- Exercise -
Each entry that follows must be output without any deviation.

- Supplied information -
•••

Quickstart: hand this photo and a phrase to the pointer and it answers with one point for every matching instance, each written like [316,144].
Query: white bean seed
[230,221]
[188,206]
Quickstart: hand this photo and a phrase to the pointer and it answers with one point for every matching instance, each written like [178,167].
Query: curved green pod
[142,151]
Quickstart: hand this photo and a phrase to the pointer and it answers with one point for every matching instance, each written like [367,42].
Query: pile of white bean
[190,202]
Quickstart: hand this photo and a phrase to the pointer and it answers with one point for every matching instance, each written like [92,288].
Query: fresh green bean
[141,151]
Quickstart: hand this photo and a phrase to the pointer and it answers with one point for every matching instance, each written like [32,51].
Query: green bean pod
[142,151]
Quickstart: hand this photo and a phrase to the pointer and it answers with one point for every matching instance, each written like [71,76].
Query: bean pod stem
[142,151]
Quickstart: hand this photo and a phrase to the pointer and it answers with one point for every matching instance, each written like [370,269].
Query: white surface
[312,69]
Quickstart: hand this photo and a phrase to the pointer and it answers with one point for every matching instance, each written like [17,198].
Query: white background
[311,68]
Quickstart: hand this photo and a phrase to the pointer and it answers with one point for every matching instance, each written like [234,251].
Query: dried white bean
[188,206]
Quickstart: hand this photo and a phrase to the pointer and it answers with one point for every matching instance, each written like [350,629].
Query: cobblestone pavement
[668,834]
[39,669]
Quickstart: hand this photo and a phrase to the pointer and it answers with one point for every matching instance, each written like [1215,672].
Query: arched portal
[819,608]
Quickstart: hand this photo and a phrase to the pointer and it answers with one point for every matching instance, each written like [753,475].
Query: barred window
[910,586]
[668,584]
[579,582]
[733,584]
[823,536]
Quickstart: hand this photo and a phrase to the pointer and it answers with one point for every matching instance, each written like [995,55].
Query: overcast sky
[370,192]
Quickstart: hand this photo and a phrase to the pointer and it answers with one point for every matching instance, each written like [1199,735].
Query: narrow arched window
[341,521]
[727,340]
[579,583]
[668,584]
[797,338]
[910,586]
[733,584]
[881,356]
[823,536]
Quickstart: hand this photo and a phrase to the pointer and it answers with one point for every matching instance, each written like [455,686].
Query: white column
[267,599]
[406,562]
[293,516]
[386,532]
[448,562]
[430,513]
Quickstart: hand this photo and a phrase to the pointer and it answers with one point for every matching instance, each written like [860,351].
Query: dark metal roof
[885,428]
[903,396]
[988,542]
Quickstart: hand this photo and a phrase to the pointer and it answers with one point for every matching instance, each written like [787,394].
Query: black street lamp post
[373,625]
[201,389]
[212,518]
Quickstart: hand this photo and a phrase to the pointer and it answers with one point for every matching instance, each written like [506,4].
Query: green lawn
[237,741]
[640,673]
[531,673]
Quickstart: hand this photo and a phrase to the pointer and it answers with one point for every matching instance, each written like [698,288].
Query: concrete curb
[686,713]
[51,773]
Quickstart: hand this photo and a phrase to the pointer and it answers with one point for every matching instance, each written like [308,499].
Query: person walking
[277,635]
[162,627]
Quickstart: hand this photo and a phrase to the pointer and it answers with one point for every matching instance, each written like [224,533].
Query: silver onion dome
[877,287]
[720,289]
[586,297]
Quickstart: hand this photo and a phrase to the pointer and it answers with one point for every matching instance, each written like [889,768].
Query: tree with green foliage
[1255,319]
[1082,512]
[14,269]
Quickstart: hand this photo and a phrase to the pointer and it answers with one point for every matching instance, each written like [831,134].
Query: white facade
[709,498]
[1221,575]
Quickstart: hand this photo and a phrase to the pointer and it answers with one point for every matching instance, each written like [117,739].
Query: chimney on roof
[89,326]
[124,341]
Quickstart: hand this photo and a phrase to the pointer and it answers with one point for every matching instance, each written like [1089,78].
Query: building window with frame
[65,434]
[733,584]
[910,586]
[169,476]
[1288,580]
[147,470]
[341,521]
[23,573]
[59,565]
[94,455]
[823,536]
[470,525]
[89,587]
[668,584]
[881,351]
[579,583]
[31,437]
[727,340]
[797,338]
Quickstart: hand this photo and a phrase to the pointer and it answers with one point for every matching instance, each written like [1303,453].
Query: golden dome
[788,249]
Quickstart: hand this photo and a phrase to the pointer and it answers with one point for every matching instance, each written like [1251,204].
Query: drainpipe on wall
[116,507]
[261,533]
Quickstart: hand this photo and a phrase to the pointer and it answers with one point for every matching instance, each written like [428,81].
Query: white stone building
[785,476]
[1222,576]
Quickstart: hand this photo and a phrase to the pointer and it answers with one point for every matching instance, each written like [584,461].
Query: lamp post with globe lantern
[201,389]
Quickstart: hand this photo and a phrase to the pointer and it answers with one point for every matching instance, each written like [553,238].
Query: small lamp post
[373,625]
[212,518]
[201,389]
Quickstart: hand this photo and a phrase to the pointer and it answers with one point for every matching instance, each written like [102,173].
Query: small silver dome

•••

- Solution below -
Quickstart: hand this photo and a phrase to the pointer and it answers with one point for every matching instance, each written like [316,144].
Query: white bean seed
[230,221]
[188,206]
Quickstart: hand this photo and a phrase to the pointer and it answers with one point for every matching instance, each written like [178,167].
Query: curved green pod
[142,151]
Quickstart: hand this photo and a phrase to the pointer and it answers with one point for every matching instance, each written like [367,42].
Query: pile of white bean
[190,202]
Quickstart: hand this photo and a phrase to the pointer and it answers with one point for every matching instance, each written like [92,288].
Query: fresh green bean
[141,151]
Quickstart: hand this photo and a phrase to the pointer and it answers with one point for every matching instance, each written like [32,51].
Query: green bean pod
[142,151]
Quickstart: hand this photo and a phrase to the pointer and it answers with one point for every matching instance, each written like [71,76].
Query: bean pod stem
[142,151]
Quickstart: hand this photo and a phrase to the pointer and it answers with one point for every matching instance, each written like [370,269].
Query: white surface
[312,69]
Quickstart: hand this photo and a phrase to the pointer and it answers with one point for every matching instance, each written like [17,198].
Query: white background
[311,68]
Quickstart: hand this photo and a phrase to the pointer and it answers with one point for every matching instance, each written like [234,251].
Query: dried white bean
[188,206]
Quickstart: hand this photo and a phrase to the pointer and it answers with one point for every matching instance, each written like [350,629].
Query: cobblestone pavement
[668,834]
[39,669]
Quickstart: hand this photo and a phrase to the pointer and it answers with one point for every matching instance, each written like [1215,672].
Query: arched portal
[819,608]
Quickstart: hand this photo and a phrase to the pointer and it answers with one point for every matching instance, each written like [753,475].
Query: barred window
[910,586]
[668,584]
[579,582]
[733,584]
[823,536]
Quickstart: hand this photo and a phrase to the pointer and it answers with one point for every matching instance, each written like [995,55].
Query: overcast sky
[370,192]
Quickstart: hand this photo and a phrase to the pointer and it answers with one point for every matching instance, each written like [1199,735].
Query: narrow arched window
[341,521]
[727,340]
[579,583]
[668,584]
[797,338]
[910,586]
[733,584]
[881,356]
[823,536]
Quickstart: hand this photo and a phrase to the pointer and it answers with one point for every matching instance, each written like [455,686].
Query: white column
[267,599]
[406,562]
[293,516]
[386,532]
[448,562]
[430,513]
Quickstart: hand this photo and a phrase to the pointer and it answers with one point for every matching instance, each written like [860,351].
Query: dark metal roof
[885,428]
[903,396]
[988,542]
Quickstart: hand this photo and a phrase to the pointer and it answers with one point for every matching instance, each written like [787,394].
Query: black street lamp post
[373,625]
[201,389]
[212,518]
Quickstart: hand this photo and a phrase to the pointer and it answers with one point for every matching instance, each written like [506,4].
Query: green lawn
[237,741]
[640,673]
[531,673]
Quickstart: hand this photo and a phrase to the pointer and it answers with one point for every matching instance, each written like [698,288].
Query: concrete curb
[686,713]
[51,773]
Quickstart: hand this photo and a phrase to the pointer and it answers with one point for every matching instance, each written like [308,499].
Query: person walking
[277,635]
[162,627]
Quickstart: hand this photo and a phrase to the pointer and it answers with one point for every matching instance, each written like [224,533].
Query: silver onion dome
[877,287]
[720,289]
[586,297]
Quickstart: hand this photo and a phrase to the pointer and it answers with one point for every matching instance, each written like [889,768].
Query: tree with green foliage
[1255,319]
[1082,512]
[14,269]
Quickstart: hand this photo and a phrase to the pointer and it answers with one point for every matching instance, each written like [831,134].
Query: white facade
[709,498]
[1221,575]
Quickstart: hand this photo and a phrase to the pointer and it answers with one point for every matching instance, each written like [117,739].
Query: chimney on roof
[89,326]
[124,341]
Quickstart: hand this photo and a phrase to the pointer and it answers with one point for every matching instance, each written like [1089,78].
Query: building window with frame
[65,434]
[733,584]
[910,586]
[169,476]
[1288,580]
[147,470]
[341,521]
[23,573]
[59,565]
[94,455]
[823,536]
[470,525]
[89,587]
[668,584]
[881,351]
[579,583]
[31,437]
[727,340]
[797,338]
Quickstart: hand this photo and a phrase to the pointer and it answers with one point for every matching instance, each written like [1303,453].
Query: golden dome
[788,249]
Quickstart: hand this photo and a phrase to the pointer and it answers with one point for every matching instance, each written like [1251,204].
Query: drainpipe on wall
[116,507]
[261,533]
Quickstart: hand this photo and a phrase to the pointer and it answers with one point for every matching instance, each written like [428,81].
Query: white stone building
[785,476]
[1222,576]
Quickstart: hand this photo and a phrase to the pointer and it answers with one point for every matching instance, each written like [584,461].
Query: lamp post with globe lantern
[201,389]
Quickstart: hand this photo and a phrase to the pointer and it answers with one point for every matching instance, each written like [553,238].
Query: small lamp post
[373,625]
[212,518]
[201,389]
Quickstart: hand this photo and a phrase to the pointer and it answers with one point for every matching instance, each written like [102,173].
Query: small silver dome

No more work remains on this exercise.